Excerpt to read>
○ ○ ○ ○ ○
By the time interval strikes, Shinde has shown us how fiercely Kaira keeps her facade together, hinted at past traumas and a deep-rooted unhappiness that lurks under her glossy Mumbai life. You sense the brittleness in her smile, how frazzled her edges are because of her insomnia.

Then, just before interval, Kaira meets Dr Jehangir Khan, has one session with him and has a dream that night, in which Kaira sees herself falling off a building.

The dream is prophetic. When the film restarts, it plunges much like dreamy Kaira did, into a messy puddle of triteness and superficiality. Bhatt and Khan do their best to salvage Dear Zindagi. The good part is both are charismatic and at their most charming. After a long time, Khan is an also-ran in a film, and he accepts that role with grace while going on to almost steal the show. Consider this: in a film that’s got hot, young male actors crawling out of every nook and cranny, Khan with his white-dusted beard and hair is still Prince Charming. This is particularly amazing since he tells really idiotic stories about Chinese mountaineers (complete with a cringe-worthy accent) and has to spout lines like, “Don’t let the past blackmail your present to ruin a beautiful future.”   

Bhatt is the shining star of this film. This is not as obvious an acting challenge as Udta Punjab or Highway, but there’s a normalcy to Kaira in Dear Zindagi that is perhaps more difficult to achieve. Bhatt manages beautifully. Whether she’s having a meltdown or noticing the guy who’s got his eye on her, she’s utterly credible. The one flaw in Bhatt’s performance is that her portrayal of this sprite-like, carefree Goa girl forgets the grown-up, cinematographer Kaira of the first half. It would have helped if Shinde had used the cinematography to make us sense how differently Kaira sees the world, but all the burden of this character is on Bhatt. She plays Kaira as on-edge in the first half and then in the second half, gradually moves into a more carefree, almost-childlike avatar that doesn’t seem to have any of the ambitions of the pre-interval Kaira.

Like Kaira, everything gets simplified in the second half. Therapy is a cakewalk. Insomnia dissolves easily into sleep. Old psychological scars are ripped open and healed in a snap. Conflicts are resolved, money for a short film just lands on Kaira’s lap. It’s like Goa is la-la land with Dr Khan as the wizard who lords over it. The only things missing are unicorns and rainbows with pots of gold (or Rs 100 notes) at the end of them. This is a shame because 149 minutes is enough time to lend complexity to the issues in the film.
○ ○ ○ ○ ○
What is expected> Continue the review of Dear Zindagi from where it stops.

(Data records)
○ ○ ○ ○ ○
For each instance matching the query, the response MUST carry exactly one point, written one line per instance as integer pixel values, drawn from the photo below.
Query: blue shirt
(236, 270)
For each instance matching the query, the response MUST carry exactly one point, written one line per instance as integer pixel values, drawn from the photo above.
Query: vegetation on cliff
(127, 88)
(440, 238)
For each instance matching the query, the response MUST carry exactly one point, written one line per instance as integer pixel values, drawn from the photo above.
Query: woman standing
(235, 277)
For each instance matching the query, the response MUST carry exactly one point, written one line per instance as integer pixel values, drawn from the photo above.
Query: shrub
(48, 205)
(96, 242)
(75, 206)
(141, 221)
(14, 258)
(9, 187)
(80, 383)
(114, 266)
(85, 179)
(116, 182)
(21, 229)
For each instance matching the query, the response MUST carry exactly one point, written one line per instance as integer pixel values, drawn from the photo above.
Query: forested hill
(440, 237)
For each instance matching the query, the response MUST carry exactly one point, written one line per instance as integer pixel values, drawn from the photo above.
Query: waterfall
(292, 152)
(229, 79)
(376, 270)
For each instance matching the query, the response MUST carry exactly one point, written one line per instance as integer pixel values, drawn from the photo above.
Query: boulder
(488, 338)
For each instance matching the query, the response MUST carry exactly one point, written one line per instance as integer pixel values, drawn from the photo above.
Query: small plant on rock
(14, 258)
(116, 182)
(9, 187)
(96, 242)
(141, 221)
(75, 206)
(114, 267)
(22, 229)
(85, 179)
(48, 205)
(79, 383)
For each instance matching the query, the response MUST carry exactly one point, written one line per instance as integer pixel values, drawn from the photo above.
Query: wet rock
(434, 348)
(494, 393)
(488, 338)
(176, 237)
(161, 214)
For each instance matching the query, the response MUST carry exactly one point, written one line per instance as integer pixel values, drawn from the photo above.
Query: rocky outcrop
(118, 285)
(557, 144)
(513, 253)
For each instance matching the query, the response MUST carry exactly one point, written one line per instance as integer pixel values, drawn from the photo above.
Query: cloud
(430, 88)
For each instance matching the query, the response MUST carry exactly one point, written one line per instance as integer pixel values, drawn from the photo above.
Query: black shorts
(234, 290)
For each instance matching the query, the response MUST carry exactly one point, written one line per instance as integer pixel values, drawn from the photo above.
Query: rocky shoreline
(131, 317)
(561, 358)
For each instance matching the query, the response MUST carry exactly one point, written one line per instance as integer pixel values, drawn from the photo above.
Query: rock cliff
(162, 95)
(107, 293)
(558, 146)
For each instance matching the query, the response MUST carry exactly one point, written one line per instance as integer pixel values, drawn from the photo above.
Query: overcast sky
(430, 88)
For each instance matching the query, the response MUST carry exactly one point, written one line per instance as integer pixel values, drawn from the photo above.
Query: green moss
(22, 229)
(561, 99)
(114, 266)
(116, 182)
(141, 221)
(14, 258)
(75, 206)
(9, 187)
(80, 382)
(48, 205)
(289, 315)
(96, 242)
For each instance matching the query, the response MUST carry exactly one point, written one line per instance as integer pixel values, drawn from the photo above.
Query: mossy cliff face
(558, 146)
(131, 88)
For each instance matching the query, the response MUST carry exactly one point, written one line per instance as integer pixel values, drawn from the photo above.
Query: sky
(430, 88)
○ ○ ○ ○ ○
Reply>
Especially since there’s so much pop psychology that Dear Zindagi subjects its audience to in the second half, it’s tempting to turn a similar gaze upon Shinde’s storytelling. On the face of it, Shinde’s two films are very different. English Vinglish was about a middle-aged Shashi who feels belittled by her husband and daughter. She learns English and this serves two purposes: it builds her confidence and is an elegant middle finger salute to those who made fun of Shashi. In contrast to Shashi, Kaira is young, brash and sexually confident. Yet Shinde’s heroines are part of a tribe.

Both Shashi and Kaira are dissatisfied by the romantic relationships that they find themselves tied to and they yearn for love and to be valued by those who dismiss them. They are failed by their families and what stings particularly is how the women can’t count on their own gender. Just as Shashi’s daughter is cruelly bratty, Kaira’s mother’s rejection is the hurt that truly guts her. Both in English Vinglish and in Dear Zindagi, the heroines long for a man they can’t have and so, it seems they settle for what they can have. He’s not ideal, but they — and we — hope that he’ll be there for her.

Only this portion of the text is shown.